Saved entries
■ ■ ■ ■

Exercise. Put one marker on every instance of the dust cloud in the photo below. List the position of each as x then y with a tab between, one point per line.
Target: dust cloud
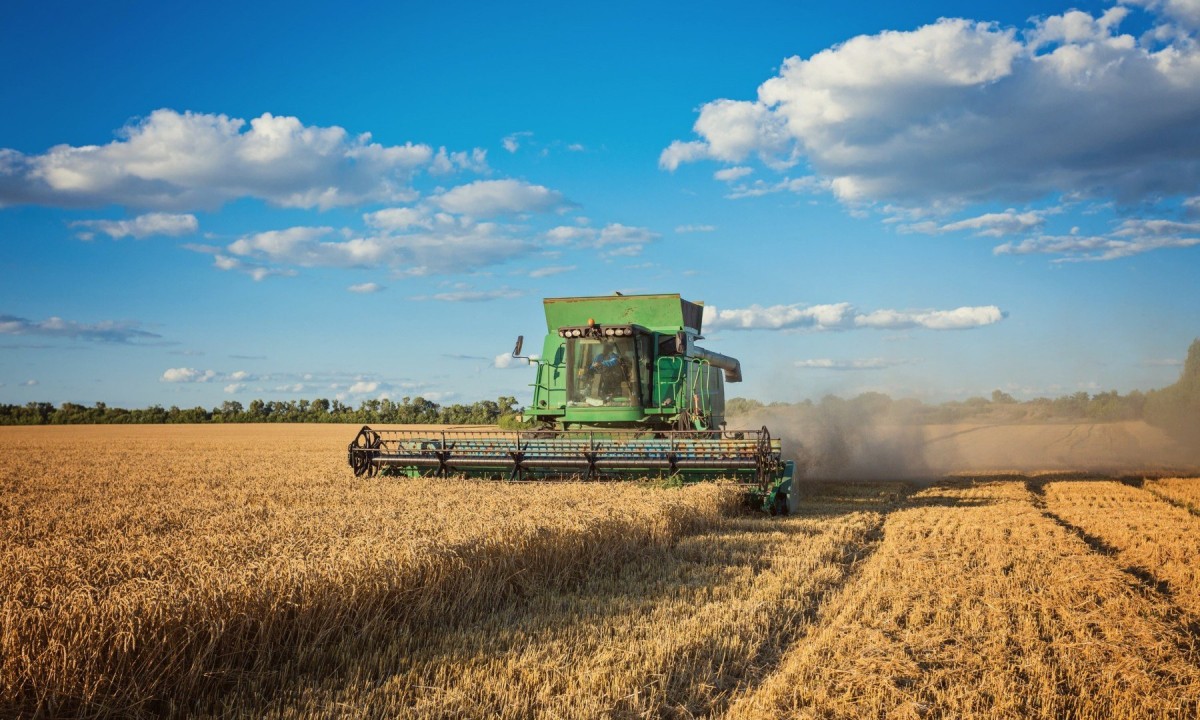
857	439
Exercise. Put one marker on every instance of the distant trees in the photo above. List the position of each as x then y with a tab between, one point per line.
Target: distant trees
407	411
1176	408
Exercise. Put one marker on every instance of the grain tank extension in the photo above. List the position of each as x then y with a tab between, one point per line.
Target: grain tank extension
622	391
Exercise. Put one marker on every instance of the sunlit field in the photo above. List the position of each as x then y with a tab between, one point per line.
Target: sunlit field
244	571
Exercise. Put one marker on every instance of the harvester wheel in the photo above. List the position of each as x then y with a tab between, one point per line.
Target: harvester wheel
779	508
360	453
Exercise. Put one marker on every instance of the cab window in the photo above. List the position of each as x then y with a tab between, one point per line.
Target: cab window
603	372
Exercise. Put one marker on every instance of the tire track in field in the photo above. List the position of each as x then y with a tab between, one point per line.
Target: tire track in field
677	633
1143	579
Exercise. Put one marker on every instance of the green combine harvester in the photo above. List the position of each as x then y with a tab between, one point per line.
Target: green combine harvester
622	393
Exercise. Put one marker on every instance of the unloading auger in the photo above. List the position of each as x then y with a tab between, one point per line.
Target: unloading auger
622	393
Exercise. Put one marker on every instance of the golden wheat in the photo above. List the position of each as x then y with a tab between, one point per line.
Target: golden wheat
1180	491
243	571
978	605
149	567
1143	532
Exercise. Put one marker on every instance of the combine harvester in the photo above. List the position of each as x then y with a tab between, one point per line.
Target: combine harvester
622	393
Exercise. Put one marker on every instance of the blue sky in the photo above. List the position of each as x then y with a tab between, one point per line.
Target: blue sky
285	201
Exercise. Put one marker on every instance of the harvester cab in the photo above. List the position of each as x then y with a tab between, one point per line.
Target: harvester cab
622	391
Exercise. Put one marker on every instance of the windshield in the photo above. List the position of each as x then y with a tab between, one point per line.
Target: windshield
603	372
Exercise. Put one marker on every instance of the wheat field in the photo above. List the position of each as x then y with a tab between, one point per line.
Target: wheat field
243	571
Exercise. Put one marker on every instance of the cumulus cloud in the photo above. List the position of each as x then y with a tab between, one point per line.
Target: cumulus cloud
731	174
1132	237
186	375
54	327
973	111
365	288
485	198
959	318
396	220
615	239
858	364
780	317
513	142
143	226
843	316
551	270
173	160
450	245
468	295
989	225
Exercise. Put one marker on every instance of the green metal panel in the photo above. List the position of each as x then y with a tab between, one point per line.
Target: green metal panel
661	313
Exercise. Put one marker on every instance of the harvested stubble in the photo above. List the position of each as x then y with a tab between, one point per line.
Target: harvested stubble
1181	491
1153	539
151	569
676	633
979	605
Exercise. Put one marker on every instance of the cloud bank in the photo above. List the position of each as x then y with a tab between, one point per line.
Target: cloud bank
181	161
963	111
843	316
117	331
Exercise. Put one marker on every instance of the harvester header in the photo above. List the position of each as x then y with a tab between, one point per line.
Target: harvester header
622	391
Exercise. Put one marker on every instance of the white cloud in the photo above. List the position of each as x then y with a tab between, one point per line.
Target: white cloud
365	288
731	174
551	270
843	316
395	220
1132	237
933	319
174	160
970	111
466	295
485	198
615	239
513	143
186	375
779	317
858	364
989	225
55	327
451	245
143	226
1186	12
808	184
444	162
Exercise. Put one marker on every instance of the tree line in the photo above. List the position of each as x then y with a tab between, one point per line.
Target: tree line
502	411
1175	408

■ ■ ■ ■

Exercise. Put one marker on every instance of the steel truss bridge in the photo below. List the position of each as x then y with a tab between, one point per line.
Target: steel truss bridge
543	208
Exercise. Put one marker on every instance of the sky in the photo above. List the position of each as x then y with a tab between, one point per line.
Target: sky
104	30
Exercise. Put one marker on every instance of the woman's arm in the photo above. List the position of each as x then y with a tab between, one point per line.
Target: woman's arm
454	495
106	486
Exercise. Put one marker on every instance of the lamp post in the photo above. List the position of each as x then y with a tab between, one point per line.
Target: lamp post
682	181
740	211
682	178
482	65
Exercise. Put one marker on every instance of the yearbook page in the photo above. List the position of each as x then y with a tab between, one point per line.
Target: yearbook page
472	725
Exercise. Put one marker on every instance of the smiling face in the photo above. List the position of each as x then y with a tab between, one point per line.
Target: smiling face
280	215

■ ■ ■ ■

EXERCISE DETAILS
Reproduce only the lines above, starting at the line with "Target: cab window" and ending at the line with "Exercise. Put one marker on every instance of the green combine", exactly as written.

RESPONSE TO THIS TASK
Target: cab window
603	372
Exercise. Put one marker on every instance of the tire track in field in the photo above. List the position of each as x then y with a tab between, one point per line.
Target: tire track in field
677	633
1143	579
Exercise. Put one marker on every instance of the green combine harvester in the photo above. List the position of each as x then y with a tab between, one point per line.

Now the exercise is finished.